* _Extract to read_:
· · · ·

An interesting new study is available in PLoS Medicine (Gotzsche et al., 2007). Due to the open access of all PLoS articles, you can read it in full for free and I encourage all of you to do so.
In this study, the authors examined 44 trials supported by industry. They examined whether there were contributors listed on the original study protocol (submitted prior to the start of a study) who did not appear on the final published manuscript, which was of course published after the completion of the trial. They found evidence for ghost authorship in 75% of cases. In almost all ghost-suspected cases, the protocol listed that a company statistician would help interpret the data, yet the statistician in question was not listed as an author on the publication.
Why does this matter? This is important because when you are reading an article, you are expecting that the listed authors were responsible for the study design, data collection, data analysis, interpretation, and writing of the paper. Look at the following example:
A paper is listed as having “Independent” Academic Author X, Company Statistician Y, and “Independent” Academic Author Z. It concludes that a drug is highly effective and very safe. Given that it has a company statistician, do you trust its results entirely? Well, if the company statistician is removed, leaving only two “independent” academic authors, then the potential influence of the statistician is removed from plain sight. We are thus more apt to assume the analyses were done objectively, not with an eye toward cherry picking data to show positive results.

· · · ·

* _Data records_:

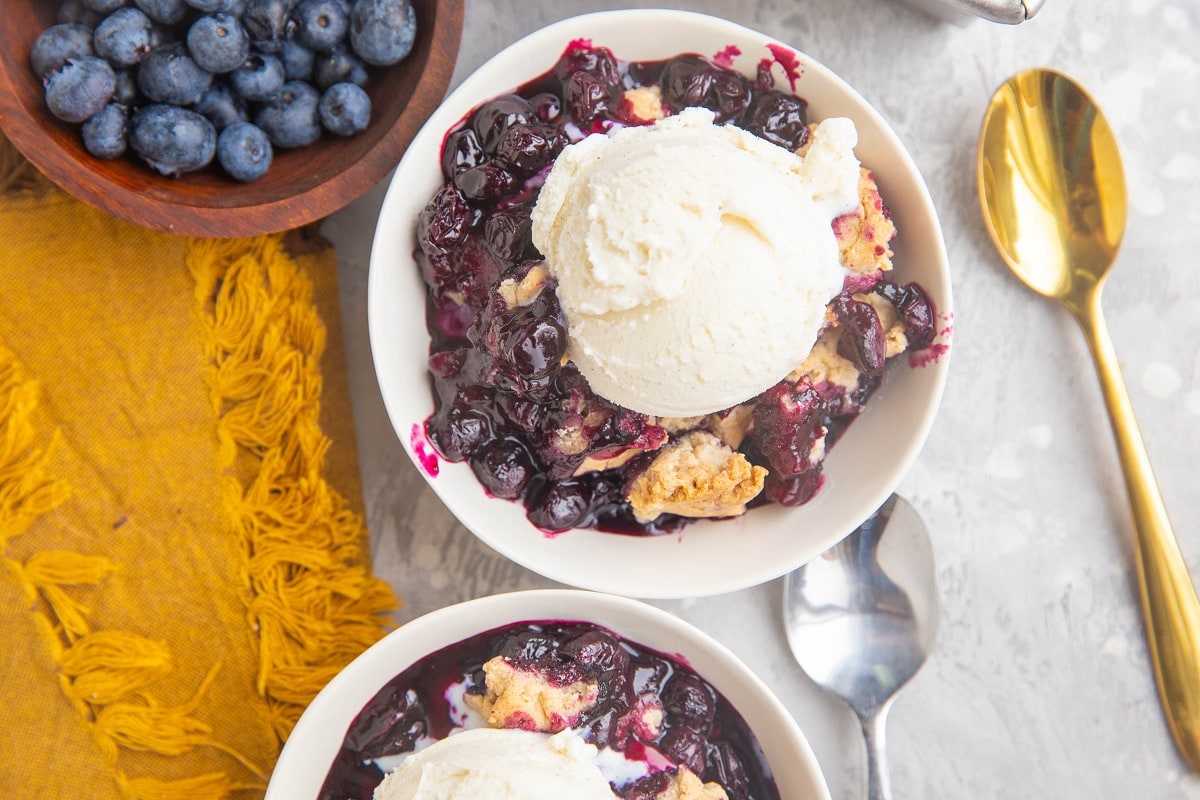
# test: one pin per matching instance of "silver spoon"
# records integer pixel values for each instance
(861, 619)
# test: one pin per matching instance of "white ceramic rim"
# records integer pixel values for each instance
(709, 557)
(317, 737)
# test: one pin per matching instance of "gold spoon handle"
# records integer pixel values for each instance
(1168, 595)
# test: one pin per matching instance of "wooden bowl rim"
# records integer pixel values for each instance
(180, 216)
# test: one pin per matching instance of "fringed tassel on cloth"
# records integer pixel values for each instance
(312, 599)
(214, 786)
(27, 488)
(46, 573)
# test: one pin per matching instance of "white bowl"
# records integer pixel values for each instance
(315, 741)
(709, 557)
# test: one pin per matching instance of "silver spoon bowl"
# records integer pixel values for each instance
(861, 620)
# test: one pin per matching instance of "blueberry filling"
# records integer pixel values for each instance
(699, 728)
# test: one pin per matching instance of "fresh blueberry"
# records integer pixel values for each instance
(259, 78)
(222, 106)
(105, 6)
(79, 89)
(57, 43)
(244, 151)
(172, 139)
(124, 37)
(213, 6)
(345, 109)
(321, 24)
(77, 12)
(268, 23)
(219, 42)
(298, 60)
(105, 133)
(340, 65)
(168, 74)
(383, 31)
(165, 12)
(292, 120)
(126, 91)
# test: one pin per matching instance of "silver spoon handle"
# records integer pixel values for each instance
(879, 783)
(1169, 600)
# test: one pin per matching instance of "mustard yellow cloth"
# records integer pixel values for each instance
(183, 561)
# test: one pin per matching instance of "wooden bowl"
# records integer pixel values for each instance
(301, 186)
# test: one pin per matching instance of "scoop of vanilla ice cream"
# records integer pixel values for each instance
(499, 764)
(694, 260)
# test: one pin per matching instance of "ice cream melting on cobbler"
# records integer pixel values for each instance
(621, 338)
(545, 711)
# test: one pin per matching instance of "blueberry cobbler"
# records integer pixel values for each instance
(556, 709)
(611, 395)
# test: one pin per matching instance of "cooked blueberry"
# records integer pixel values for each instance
(647, 788)
(291, 120)
(729, 769)
(339, 65)
(244, 151)
(460, 431)
(166, 12)
(497, 115)
(172, 139)
(105, 6)
(787, 421)
(861, 341)
(687, 82)
(383, 31)
(219, 42)
(448, 364)
(77, 12)
(268, 24)
(688, 699)
(105, 133)
(486, 184)
(390, 725)
(214, 6)
(563, 505)
(261, 78)
(222, 106)
(587, 97)
(461, 151)
(444, 221)
(730, 95)
(124, 37)
(595, 650)
(168, 74)
(537, 348)
(345, 109)
(58, 43)
(525, 149)
(597, 61)
(547, 106)
(79, 89)
(916, 311)
(778, 118)
(685, 746)
(298, 60)
(321, 24)
(504, 468)
(508, 233)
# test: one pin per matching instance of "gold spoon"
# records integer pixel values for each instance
(1054, 199)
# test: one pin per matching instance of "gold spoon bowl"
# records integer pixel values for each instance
(1054, 200)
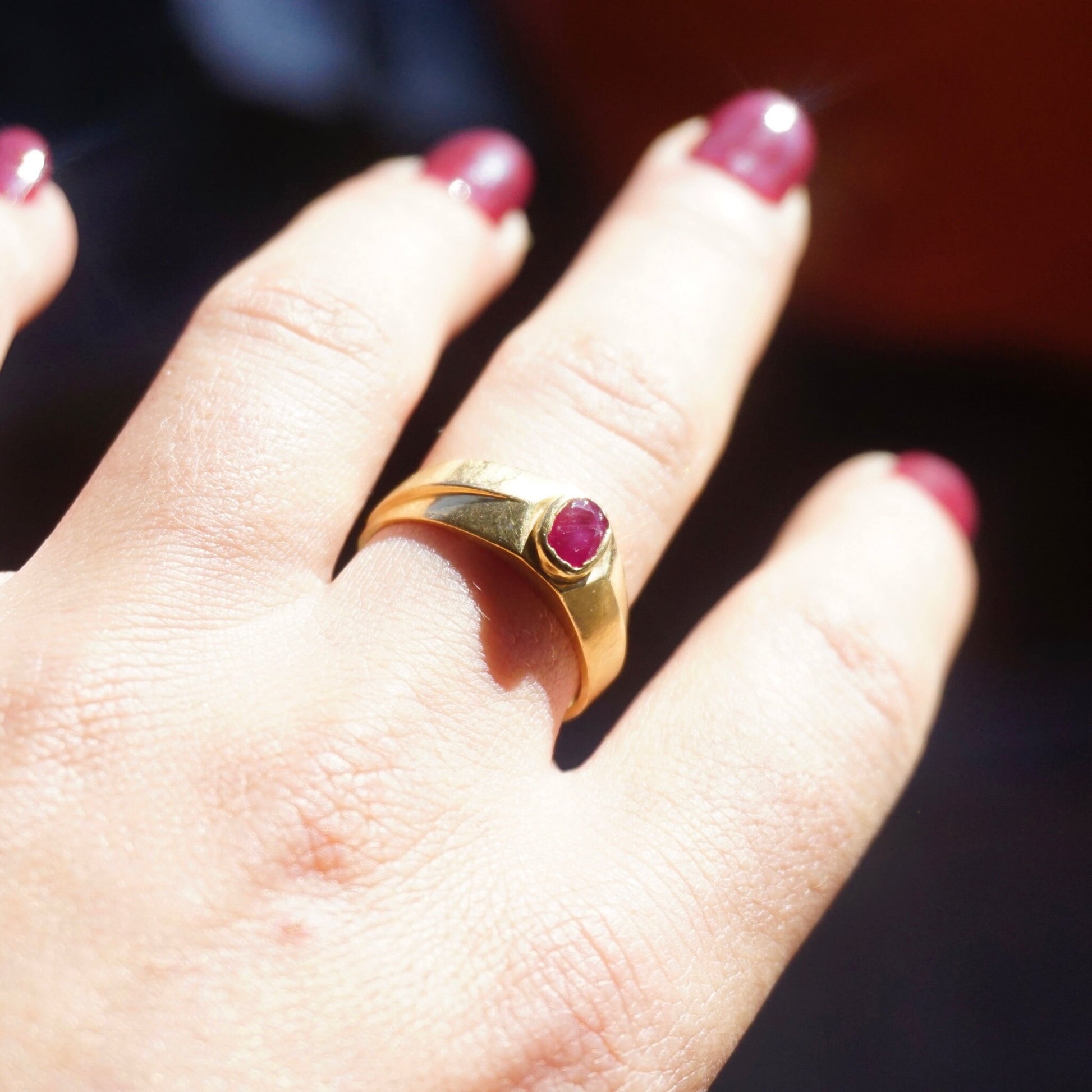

· · · ·

* _To do_:
[1] Revise the ghost authorship text between "An interesting new" and "on the publication.", inclusive, and replace "statistician" with "analyst".
[2] Answer these questions from the ghost authorship text:
(a) How many industry-supported trials did the authors examine?
(b) In what percentage of cases did they find evidence of ghost authorship?
(c) In the example paper, what does the paper conclude about the drug?
[3] List everything the ghost authorship text says readers expect the listed authors to have been responsible for.

* _Results for each task_:
[1]
An interesting new study is available in PLoS Medicine (Gotzsche et al., 2007). Due to the open access of all PLoS articles, you can read it in full for free and I encourage all of you to do so.
In this study, the authors examined 44 trials supported by industry. They examined whether there were contributors listed on the original study protocol (submitted prior to the start of a study) who did not appear on the final published manuscript, which was of course published after the completion of the trial. They found evidence for ghost authorship in 75% of cases. In almost all ghost-suspected cases, the protocol listed that a company analyst would help interpret the data, yet the analyst in question was not listed as an author on the publication.

[2]
(a) 44
(b) 75%
(c) That it is highly effective and very safe

[3]
- Study design
- Data collection
- Data analysis
- Interpretation
- Writing of the paper